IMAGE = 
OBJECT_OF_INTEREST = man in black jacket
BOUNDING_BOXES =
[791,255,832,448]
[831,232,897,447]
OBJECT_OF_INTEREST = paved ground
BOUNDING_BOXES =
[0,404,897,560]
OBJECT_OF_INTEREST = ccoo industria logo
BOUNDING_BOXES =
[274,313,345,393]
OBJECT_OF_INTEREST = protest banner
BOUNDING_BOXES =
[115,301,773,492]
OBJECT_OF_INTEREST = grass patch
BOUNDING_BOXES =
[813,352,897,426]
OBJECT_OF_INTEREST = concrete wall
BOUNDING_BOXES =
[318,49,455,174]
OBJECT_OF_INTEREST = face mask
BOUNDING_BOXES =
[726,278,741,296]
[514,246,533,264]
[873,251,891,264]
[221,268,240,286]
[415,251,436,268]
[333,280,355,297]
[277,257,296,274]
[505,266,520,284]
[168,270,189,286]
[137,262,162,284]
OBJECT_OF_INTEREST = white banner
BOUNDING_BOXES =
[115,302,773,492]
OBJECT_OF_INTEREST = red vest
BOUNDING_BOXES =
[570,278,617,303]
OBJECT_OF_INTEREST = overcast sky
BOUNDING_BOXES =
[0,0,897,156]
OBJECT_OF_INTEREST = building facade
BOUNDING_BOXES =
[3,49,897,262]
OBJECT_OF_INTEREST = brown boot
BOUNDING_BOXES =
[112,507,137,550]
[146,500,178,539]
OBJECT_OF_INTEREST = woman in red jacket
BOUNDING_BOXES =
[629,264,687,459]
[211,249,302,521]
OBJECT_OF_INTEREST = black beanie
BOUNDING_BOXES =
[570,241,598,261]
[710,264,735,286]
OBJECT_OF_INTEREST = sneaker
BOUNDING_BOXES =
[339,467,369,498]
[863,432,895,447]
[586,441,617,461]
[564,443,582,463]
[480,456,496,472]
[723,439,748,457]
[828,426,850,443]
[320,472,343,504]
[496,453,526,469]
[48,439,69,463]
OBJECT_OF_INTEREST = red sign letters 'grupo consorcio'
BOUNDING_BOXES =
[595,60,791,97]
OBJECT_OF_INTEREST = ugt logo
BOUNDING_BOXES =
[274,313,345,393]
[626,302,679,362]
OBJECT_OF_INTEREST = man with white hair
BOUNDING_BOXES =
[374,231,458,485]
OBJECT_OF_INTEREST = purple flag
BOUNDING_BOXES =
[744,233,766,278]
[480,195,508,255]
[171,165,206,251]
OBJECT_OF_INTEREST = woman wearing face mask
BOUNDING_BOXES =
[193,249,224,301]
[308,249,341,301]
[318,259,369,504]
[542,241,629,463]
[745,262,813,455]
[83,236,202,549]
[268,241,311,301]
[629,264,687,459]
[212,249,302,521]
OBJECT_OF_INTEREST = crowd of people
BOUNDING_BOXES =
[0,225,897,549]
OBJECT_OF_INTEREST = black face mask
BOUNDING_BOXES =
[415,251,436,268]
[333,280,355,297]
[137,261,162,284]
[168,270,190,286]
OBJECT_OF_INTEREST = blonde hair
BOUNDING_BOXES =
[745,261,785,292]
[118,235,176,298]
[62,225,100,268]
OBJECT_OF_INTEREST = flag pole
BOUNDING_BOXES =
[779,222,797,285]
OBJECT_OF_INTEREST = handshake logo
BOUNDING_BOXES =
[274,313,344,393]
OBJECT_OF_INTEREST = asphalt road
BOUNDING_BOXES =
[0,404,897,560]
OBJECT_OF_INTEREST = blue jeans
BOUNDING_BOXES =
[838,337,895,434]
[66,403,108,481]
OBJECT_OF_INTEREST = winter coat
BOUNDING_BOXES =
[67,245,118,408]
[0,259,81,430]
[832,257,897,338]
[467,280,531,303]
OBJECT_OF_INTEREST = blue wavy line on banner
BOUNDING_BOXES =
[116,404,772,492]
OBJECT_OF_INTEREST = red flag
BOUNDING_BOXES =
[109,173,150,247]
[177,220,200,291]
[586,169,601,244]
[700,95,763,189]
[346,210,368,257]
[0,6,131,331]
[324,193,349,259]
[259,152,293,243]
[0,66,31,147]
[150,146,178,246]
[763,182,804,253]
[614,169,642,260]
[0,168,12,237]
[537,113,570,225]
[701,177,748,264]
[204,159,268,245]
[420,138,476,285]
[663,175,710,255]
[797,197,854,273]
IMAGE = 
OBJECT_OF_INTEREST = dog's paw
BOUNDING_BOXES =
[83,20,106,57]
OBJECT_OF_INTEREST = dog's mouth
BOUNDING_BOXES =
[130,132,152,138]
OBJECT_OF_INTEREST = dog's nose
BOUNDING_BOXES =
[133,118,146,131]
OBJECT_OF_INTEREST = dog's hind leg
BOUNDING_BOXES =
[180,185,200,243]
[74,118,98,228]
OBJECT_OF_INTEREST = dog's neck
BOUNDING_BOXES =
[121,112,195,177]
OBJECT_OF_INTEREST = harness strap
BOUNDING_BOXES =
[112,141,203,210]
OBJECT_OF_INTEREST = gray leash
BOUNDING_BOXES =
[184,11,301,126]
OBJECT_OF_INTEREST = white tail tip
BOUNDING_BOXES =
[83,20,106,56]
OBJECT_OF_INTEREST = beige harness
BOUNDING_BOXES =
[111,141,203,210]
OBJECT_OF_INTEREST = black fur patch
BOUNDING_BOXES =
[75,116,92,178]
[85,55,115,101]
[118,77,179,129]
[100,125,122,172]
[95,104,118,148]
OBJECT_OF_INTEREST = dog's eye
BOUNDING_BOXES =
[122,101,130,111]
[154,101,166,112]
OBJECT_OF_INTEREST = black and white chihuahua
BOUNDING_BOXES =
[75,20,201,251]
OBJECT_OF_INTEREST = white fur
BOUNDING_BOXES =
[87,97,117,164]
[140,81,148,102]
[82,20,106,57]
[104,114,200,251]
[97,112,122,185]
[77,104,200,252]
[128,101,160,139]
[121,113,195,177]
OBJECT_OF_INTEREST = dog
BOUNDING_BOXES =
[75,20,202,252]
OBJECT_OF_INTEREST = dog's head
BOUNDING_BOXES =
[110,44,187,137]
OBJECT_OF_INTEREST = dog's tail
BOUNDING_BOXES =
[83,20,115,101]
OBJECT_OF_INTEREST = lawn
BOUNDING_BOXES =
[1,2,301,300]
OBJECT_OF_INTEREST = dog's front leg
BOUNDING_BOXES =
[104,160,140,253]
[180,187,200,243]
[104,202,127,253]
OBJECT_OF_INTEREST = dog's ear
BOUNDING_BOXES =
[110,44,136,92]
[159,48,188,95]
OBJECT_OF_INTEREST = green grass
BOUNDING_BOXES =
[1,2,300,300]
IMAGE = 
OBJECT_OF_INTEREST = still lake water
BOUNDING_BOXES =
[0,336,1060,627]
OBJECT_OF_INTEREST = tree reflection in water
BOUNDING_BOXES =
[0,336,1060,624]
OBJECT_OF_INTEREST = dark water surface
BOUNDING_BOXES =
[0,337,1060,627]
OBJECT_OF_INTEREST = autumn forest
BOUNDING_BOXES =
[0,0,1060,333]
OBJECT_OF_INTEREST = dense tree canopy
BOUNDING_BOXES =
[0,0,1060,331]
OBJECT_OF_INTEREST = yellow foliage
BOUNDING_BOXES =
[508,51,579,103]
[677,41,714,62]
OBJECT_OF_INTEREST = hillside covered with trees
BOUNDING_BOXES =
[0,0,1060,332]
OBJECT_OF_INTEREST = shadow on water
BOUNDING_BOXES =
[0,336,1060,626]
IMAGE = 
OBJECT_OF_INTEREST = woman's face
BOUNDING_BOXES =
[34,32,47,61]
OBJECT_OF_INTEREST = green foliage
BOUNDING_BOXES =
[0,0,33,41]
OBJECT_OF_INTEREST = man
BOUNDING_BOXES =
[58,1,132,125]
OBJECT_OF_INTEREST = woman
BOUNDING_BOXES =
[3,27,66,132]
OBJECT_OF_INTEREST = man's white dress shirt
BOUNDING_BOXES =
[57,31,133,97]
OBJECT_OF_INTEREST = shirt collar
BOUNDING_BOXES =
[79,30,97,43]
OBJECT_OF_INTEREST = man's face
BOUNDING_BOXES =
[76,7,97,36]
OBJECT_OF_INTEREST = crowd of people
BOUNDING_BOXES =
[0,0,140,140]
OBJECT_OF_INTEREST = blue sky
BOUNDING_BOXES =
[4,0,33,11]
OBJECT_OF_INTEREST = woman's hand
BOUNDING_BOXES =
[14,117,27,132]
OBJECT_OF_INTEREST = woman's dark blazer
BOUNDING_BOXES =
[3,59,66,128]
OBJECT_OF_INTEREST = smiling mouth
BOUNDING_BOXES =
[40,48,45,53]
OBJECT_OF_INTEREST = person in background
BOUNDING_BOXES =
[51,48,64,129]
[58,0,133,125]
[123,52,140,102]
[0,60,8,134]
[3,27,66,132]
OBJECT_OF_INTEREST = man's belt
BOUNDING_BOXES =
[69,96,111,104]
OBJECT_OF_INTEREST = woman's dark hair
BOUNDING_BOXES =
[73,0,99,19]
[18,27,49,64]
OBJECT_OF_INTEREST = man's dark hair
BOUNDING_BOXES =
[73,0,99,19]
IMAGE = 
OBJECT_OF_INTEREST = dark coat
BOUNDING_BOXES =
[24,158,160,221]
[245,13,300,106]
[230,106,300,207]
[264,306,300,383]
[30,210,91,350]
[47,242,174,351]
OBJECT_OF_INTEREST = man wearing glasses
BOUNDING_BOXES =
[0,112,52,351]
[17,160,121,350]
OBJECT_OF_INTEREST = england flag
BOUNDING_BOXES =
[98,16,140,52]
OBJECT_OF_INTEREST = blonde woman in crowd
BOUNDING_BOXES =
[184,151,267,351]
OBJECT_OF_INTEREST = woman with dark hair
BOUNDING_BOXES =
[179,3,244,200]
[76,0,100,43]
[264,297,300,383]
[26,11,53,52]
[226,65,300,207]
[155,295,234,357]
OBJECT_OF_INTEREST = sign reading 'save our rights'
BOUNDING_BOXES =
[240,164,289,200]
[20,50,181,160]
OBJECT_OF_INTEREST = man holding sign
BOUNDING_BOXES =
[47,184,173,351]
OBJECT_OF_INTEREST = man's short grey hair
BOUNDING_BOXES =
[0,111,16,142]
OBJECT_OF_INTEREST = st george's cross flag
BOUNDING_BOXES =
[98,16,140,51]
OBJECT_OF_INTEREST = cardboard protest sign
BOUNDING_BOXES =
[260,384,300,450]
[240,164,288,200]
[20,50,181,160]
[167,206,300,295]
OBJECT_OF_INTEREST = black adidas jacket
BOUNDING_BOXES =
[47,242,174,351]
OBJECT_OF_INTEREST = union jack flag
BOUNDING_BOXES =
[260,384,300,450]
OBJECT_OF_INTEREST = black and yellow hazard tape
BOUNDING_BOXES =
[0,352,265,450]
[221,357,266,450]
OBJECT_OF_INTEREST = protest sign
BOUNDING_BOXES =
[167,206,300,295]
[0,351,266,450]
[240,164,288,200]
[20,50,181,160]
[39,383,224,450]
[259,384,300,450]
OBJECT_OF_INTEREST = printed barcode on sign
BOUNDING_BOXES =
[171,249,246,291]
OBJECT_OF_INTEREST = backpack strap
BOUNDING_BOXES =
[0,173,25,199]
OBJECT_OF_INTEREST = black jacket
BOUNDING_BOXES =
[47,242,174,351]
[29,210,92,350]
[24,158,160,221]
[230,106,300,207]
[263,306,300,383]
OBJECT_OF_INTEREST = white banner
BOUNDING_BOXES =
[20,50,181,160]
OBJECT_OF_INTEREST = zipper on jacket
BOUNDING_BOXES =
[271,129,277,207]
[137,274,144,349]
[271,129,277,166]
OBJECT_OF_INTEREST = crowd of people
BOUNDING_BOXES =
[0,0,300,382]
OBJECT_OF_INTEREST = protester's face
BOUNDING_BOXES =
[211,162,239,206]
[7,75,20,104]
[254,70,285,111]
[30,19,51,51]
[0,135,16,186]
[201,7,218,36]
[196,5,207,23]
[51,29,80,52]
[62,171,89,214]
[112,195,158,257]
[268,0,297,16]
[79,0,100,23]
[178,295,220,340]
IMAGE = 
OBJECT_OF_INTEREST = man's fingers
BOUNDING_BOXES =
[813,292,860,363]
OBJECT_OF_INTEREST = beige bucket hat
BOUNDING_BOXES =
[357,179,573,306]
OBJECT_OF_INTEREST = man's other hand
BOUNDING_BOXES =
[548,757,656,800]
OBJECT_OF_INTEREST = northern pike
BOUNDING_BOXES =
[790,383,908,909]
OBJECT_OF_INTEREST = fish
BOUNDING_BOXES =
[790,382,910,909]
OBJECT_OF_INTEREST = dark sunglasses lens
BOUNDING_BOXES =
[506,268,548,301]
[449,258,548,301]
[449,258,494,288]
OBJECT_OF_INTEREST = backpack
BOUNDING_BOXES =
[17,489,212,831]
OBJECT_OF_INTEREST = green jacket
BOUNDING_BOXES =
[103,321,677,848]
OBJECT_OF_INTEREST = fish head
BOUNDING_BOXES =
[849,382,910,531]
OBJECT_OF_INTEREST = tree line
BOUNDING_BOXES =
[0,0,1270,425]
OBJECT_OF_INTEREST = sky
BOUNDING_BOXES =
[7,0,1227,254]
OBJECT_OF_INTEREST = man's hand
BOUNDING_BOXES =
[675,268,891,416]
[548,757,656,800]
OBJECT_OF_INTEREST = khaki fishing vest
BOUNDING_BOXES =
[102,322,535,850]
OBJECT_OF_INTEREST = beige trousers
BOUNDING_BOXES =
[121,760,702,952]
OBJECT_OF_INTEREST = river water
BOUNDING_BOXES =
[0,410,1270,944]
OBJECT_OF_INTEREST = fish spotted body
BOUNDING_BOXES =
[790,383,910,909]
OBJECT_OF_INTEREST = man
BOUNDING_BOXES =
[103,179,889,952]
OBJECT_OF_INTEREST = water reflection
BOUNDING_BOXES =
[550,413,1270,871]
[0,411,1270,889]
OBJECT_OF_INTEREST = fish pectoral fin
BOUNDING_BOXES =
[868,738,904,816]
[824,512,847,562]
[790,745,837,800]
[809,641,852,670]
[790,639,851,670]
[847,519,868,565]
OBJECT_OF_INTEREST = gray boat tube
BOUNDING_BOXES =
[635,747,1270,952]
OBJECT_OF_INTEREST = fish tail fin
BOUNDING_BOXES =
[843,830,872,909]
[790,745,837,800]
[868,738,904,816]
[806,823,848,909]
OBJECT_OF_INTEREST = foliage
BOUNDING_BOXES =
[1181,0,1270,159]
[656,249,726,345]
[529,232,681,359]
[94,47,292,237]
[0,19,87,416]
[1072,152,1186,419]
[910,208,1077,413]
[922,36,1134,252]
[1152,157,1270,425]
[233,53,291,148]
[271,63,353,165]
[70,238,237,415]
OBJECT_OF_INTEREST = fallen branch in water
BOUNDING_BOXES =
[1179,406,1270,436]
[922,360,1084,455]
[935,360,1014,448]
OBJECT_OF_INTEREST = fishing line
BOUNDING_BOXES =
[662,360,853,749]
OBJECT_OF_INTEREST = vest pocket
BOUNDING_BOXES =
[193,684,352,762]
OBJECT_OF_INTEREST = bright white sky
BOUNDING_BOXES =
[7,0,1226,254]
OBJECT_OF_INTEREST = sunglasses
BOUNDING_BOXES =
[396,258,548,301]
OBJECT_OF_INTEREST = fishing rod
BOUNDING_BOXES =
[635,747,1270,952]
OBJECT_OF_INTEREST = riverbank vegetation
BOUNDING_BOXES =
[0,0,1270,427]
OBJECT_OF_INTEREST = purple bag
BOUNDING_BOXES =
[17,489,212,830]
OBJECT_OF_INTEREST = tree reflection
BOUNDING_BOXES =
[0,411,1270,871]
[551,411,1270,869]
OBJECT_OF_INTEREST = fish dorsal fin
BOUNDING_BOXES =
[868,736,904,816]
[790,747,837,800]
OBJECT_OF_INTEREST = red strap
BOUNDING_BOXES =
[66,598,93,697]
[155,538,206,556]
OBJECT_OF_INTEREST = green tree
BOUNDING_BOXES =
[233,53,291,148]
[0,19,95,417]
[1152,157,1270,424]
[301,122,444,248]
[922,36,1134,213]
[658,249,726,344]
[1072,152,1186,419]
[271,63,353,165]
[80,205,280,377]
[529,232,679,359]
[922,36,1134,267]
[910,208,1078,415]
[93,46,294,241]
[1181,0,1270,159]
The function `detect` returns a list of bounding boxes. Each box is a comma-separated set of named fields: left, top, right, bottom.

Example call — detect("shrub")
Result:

■ ■ ■

## Stated task
Arrange the lines of the records, from the line with "OBJECT_OF_INTEREST = handshake logo" to the line with "[797,197,854,273]", both included, as a JSON list of strings, one string per line, omitting blank lines.

## Answer to this problem
[
  "OBJECT_OF_INTEREST = handshake logo",
  "BOUNDING_BOXES =",
  "[274,313,344,393]",
  "OBJECT_OF_INTEREST = asphalt road",
  "BOUNDING_BOXES =",
  "[0,404,897,560]",
  "OBJECT_OF_INTEREST = blue jeans",
  "BOUNDING_BOXES =",
  "[838,337,895,434]",
  "[66,403,108,481]",
  "OBJECT_OF_INTEREST = winter coat",
  "BOUNDING_BOXES =",
  "[67,245,118,408]",
  "[0,259,81,430]",
  "[832,257,897,338]",
  "[467,280,531,303]",
  "OBJECT_OF_INTEREST = blue wavy line on banner",
  "BOUNDING_BOXES =",
  "[116,404,772,492]",
  "OBJECT_OF_INTEREST = red flag",
  "BOUNDING_BOXES =",
  "[109,173,150,247]",
  "[177,220,200,291]",
  "[586,169,601,244]",
  "[700,95,763,189]",
  "[346,210,368,257]",
  "[0,6,131,331]",
  "[324,193,349,259]",
  "[259,152,293,243]",
  "[0,66,31,147]",
  "[150,146,178,246]",
  "[763,182,804,253]",
  "[614,169,642,260]",
  "[0,168,12,237]",
  "[537,113,570,225]",
  "[701,177,748,264]",
  "[204,159,268,245]",
  "[420,138,476,285]",
  "[663,175,710,255]",
  "[797,197,854,273]"
]